## TASK ITEM
Every line in the data must be transcribed exactly.

-- Opening Marker --

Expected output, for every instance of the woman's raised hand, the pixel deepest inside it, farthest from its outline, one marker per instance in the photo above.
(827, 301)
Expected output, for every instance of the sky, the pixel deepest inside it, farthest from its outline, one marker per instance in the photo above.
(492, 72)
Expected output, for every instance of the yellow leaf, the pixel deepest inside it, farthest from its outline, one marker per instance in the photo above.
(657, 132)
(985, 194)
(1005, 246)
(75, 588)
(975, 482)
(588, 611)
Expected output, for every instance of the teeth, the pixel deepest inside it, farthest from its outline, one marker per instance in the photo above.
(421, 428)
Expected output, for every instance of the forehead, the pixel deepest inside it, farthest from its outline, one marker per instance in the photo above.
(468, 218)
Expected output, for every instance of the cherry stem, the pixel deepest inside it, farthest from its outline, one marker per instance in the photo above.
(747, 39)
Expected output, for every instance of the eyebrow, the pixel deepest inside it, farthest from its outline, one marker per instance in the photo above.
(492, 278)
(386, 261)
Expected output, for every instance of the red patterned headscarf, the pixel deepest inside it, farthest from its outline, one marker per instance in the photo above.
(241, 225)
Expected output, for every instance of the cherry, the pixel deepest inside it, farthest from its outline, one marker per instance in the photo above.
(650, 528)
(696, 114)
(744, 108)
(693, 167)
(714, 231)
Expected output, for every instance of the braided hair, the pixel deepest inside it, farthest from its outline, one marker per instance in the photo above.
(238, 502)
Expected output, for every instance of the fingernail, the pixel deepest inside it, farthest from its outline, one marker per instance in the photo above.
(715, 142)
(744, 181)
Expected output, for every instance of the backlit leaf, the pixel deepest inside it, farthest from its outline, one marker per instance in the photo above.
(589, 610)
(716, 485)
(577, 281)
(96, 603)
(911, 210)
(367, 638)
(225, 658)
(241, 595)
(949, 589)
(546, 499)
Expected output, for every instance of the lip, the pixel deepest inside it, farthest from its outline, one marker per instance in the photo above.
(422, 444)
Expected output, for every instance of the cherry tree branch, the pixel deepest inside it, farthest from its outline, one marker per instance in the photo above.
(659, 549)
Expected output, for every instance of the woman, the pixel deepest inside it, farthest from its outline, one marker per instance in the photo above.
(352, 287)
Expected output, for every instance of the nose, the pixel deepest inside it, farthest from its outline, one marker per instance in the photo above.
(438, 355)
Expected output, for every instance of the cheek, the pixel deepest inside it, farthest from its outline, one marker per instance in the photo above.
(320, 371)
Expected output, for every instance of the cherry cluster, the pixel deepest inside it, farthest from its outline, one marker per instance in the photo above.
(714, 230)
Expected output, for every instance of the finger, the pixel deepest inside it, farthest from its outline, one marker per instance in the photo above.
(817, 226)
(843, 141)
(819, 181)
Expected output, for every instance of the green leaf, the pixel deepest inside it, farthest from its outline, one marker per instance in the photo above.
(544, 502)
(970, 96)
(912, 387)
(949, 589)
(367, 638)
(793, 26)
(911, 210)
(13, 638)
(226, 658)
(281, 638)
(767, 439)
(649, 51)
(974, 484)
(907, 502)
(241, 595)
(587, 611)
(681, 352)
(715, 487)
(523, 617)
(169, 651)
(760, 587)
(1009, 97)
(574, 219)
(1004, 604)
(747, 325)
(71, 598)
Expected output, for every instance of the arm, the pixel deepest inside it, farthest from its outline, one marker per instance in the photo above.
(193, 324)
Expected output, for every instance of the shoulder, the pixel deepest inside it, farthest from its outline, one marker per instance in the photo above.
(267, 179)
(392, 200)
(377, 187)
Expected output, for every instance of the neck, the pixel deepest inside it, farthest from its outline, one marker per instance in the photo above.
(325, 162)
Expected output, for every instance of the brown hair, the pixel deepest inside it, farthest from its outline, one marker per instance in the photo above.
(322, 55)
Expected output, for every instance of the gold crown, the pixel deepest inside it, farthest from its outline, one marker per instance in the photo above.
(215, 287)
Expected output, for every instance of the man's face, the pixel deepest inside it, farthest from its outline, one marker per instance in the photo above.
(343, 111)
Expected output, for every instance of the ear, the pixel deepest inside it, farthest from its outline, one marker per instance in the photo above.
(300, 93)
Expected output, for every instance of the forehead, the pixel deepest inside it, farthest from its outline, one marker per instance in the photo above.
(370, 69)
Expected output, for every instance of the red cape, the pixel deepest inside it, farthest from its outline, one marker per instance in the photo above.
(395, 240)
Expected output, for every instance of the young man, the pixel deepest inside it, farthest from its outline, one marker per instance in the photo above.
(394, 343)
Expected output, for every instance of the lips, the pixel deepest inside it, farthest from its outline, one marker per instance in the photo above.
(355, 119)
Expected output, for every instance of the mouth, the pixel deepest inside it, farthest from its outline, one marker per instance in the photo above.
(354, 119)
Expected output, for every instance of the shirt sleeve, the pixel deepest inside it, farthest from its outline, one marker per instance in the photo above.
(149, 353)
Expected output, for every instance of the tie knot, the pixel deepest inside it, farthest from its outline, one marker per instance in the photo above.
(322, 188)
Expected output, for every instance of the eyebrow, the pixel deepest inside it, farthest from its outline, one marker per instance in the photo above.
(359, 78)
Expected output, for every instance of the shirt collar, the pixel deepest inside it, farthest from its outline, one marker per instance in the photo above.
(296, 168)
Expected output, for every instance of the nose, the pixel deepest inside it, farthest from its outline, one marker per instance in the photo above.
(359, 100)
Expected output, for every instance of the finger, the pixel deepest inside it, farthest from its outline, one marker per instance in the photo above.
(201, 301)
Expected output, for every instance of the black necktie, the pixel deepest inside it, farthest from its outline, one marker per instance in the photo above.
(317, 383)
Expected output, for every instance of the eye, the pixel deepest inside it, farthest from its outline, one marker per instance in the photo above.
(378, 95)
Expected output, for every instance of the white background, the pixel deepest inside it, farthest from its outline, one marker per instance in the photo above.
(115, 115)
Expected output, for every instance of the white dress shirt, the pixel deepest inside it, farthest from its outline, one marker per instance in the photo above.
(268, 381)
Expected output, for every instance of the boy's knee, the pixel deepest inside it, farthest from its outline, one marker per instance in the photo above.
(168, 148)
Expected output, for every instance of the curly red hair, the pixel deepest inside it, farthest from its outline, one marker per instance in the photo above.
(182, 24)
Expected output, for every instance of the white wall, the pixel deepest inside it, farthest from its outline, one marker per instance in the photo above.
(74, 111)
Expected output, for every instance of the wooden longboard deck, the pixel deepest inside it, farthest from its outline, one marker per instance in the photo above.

-- Closing Marker --

## ANSWER FOR THE TASK
Expected output, for every instance of the woman's raised hand, the pixel deepest inside it, farthest from its outline, one marker per instance in the photo above.
(827, 301)
Expected output, for every instance of the sky, the pixel deepest inside it, farthest from its outline, one marker per instance in the photo above.
(492, 72)
Expected output, for every instance of the yellow leaf, the pixel deepest inside it, farthest from its outline, one marker per instance in the photo above.
(657, 132)
(985, 194)
(1005, 246)
(75, 588)
(975, 482)
(588, 611)
Expected output, for every instance of the teeth, the pixel deepest inside it, farthest from its outline, one marker per instance in the photo above.
(421, 428)
Expected output, for every instance of the forehead, the pixel deepest inside it, farthest from its outline, one marker per instance in the photo above.
(468, 218)
Expected output, for every instance of the cherry stem, the pixel deepest inside it, farthest from its outline, one marker per instance in the photo above.
(747, 39)
Expected output, for every instance of the eyebrow, the pixel deepest inside it, farthest from its outline, one marker per instance in the photo above.
(492, 278)
(386, 261)
Expected output, for every instance of the red patterned headscarf, the pixel deepest inside it, farthest from its outline, one marker per instance in the photo above.
(241, 225)
Expected output, for every instance of the cherry, the pixel deepest inside it, farthest from its outline, one marker per instance in the photo above.
(650, 528)
(696, 114)
(744, 108)
(693, 167)
(714, 231)
Expected output, for every instance of the braided hair, the pixel deepest inside it, farthest from its outline, one marker per instance in the photo above.
(238, 502)
Expected output, for every instance of the fingernail, the pixel deepest inside it, farthest from its outline, one marker per instance in the photo above.
(715, 142)
(744, 181)
Expected output, for every instance of the backlit leaf, the pixel deepest inside it, farthest from its outline, one marker per instance in the photo above.
(589, 610)
(716, 485)
(577, 281)
(96, 603)
(911, 210)
(367, 638)
(225, 658)
(241, 595)
(949, 589)
(546, 499)
Expected output, for every instance of the lip, the pixel deepest inside it, farthest from its outline, one marker per instance in the photo above.
(422, 444)
Expected output, for every instance of the cherry tree branch, the pixel deepest inside it, farthest from its outline, one marker per instance in the photo above.
(659, 549)
Expected output, for every instance of the woman, the pixel deepest inside it, farthest from its outline, one marker per instance in the photo above.
(352, 287)
Expected output, for every instance of the nose, the pixel deepest inside it, farthest from its outline, one marker per instance in the photo above.
(438, 355)
Expected output, for every instance of the cheek, the pixel deepest inside it, farthest from its outline, one marker per instance in the photo above.
(320, 371)
Expected output, for every instance of the cherry cluster, the pixel deepest inside it, farthest from its outline, one marker per instance in the photo above.
(714, 230)
Expected output, for every instance of the finger, the pixel deepest inside it, farthest from its outline, one marker per instance in the photo above.
(817, 226)
(843, 141)
(819, 181)
Expected output, for every instance of the green leaf, the pixel deepest inside it, farthest from its outline, one marker per instance in the photo above.
(544, 502)
(970, 96)
(912, 387)
(949, 589)
(367, 638)
(793, 26)
(911, 210)
(13, 638)
(226, 658)
(281, 638)
(767, 439)
(649, 51)
(974, 484)
(907, 502)
(241, 595)
(587, 611)
(681, 352)
(715, 487)
(523, 617)
(169, 651)
(760, 587)
(1009, 97)
(574, 219)
(1004, 604)
(747, 325)
(71, 598)
Expected output, for every instance of the arm, the pixel deepest inside it, farthest from its outline, one marker per instance in the photo above.
(193, 324)
Expected output, for every instance of the shoulder, the pixel deepest inside it, farthest from its outline, one marker per instance in the photo above.
(267, 179)
(392, 200)
(377, 187)
Expected output, for every instance of the neck, the pixel deepest inside it, farthest from its outline, one marker per instance in the photo above.
(325, 162)
Expected output, for every instance of the brown hair, the pixel deepest inside it, farthest from its outline, one marker per instance in the photo above.
(322, 55)
Expected output, for every instance of the gold crown, the pixel deepest inside it, farthest from its outline, one marker per instance in the photo above.
(215, 287)
Expected output, for every instance of the man's face, the pixel deepest inside it, farthest from its outline, one marker per instance in the photo above.
(343, 111)
Expected output, for every instance of the ear, the pixel deepest inside it, farthest from its outline, one marker per instance in the photo above.
(300, 93)
Expected output, for every instance of the forehead, the pixel deepest inside it, farthest from its outline, one marker per instance in the photo above.
(370, 69)
Expected output, for every instance of the red cape, the pixel deepest inside it, farthest from its outline, one marker per instance in the photo above.
(395, 240)
Expected output, for every instance of the young man, the pixel deepest inside it, farthest from its outline, one marker per instance in the photo above.
(394, 343)
Expected output, for every instance of the lips, the pixel deepest inside it, farthest from its outline, one marker per instance in the photo above.
(355, 119)
Expected output, for every instance of the mouth, the pixel deepest inside it, farthest from its outline, one marker per instance in the photo above.
(354, 119)
Expected output, for every instance of the shirt sleeve, the pixel deepest inside it, farthest from its outline, one marker per instance in the photo above.
(149, 353)
Expected output, for every instance of the tie knot, the pixel deepest inside it, farthest from its outline, one marker per instance in the photo above.
(322, 188)
Expected output, for every instance of the eyebrow, the pixel deepest inside it, farthest from its outline, one marker per instance in the photo above.
(359, 78)
Expected output, for every instance of the shirt collar, the pixel deepest inside it, farthest from its outline, one marker per instance in the photo above.
(296, 168)
Expected output, for every instance of the nose, the pixel deepest inside it, farthest from its outline, one marker per instance in the photo above.
(359, 100)
Expected output, for every instance of the finger, the pixel deepest inside it, farthest from its outline, one marker per instance in the photo above.
(201, 301)
Expected output, for every instance of the black necktie, the pixel deepest inside it, farthest from its outline, one marker per instance in the photo above.
(317, 383)
Expected output, for every instance of the eye, the pixel deepest inside it, farthest from its outline, one marker per instance in the photo above.
(378, 95)
Expected output, for every instance of the white background, the pixel deepest inside it, farthest from its outline, one marker per instance in the photo above.
(115, 115)
Expected output, for every instance of the white dress shirt, the pixel deepest inside it, farthest from its outline, one marker per instance in the photo above.
(268, 381)
Expected output, for every instance of the boy's knee, the pixel deepest inside it, farthest from its outline, one marker per instance in the photo above.
(168, 148)
Expected output, for every instance of the curly red hair, the pixel deepest inside it, farthest from its outline, one marker per instance in the photo above.
(182, 24)
Expected output, for every instance of the white wall, the pixel deepest inside it, farthest from its outline, one marker per instance in the photo above.
(74, 111)
Expected output, for every instance of the wooden longboard deck, the pixel deepest inside it, farthest from its outline, one marker per instance in the photo above.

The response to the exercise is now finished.